== Segment start ==
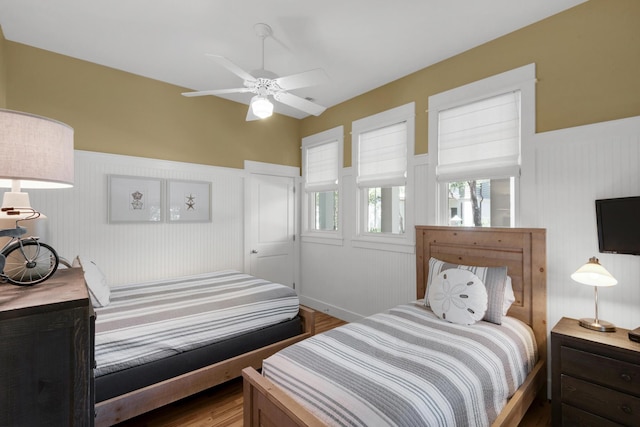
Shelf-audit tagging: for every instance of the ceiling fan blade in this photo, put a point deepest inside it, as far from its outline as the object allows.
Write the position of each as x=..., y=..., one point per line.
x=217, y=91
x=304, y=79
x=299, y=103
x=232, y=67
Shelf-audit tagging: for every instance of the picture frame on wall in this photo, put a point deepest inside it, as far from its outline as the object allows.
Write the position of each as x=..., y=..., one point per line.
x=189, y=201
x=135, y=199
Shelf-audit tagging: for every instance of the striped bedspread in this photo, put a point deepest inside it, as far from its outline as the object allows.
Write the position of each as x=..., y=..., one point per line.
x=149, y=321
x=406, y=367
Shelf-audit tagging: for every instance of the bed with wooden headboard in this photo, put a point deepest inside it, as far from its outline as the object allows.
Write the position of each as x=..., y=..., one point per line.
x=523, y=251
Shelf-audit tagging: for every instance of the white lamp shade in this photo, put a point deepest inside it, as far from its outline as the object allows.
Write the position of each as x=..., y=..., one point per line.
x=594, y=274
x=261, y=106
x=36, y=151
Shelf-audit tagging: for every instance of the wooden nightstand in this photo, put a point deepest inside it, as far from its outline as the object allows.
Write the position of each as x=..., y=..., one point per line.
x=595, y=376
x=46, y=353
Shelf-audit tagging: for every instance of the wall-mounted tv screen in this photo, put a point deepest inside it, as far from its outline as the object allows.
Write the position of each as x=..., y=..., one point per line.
== Segment end ==
Exercise | Copy every line in the data above that has the string "object" in it.

Answer space |
Shelf-audit tagging: for every instance of the ceiling fan blade in this photo, put a point deepest inside it, as far from its outline as the object allows.
Shelf-audit tagging: for every instance of the picture frame on wall in this photo, put a point deepest inside it, as far from its outline as the object allows.
Shelf-audit tagging: for every instance of the striped bedspread in this photo, put a point deepest inside it, as far from its outline as the object allows.
Shelf-audit tagging: for every instance of the bed with wooden headboard in this photo, put a point deepest inside it, as far from its outline as the object allows.
Shelf-audit tagging: for every instance of the white lamp shade in this photo, put a point deepest inside it, as far from its outline as the object allows.
Shelf-audit tagging: for every instance of the wooden nightstand in this photo, put a point deepest inside it, as far from its outline as the object allows.
Shelf-audit tagging: for every instance of the wall-mounted tv screen in this photo, put a point deepest inside it, as far from its outline as the object allows.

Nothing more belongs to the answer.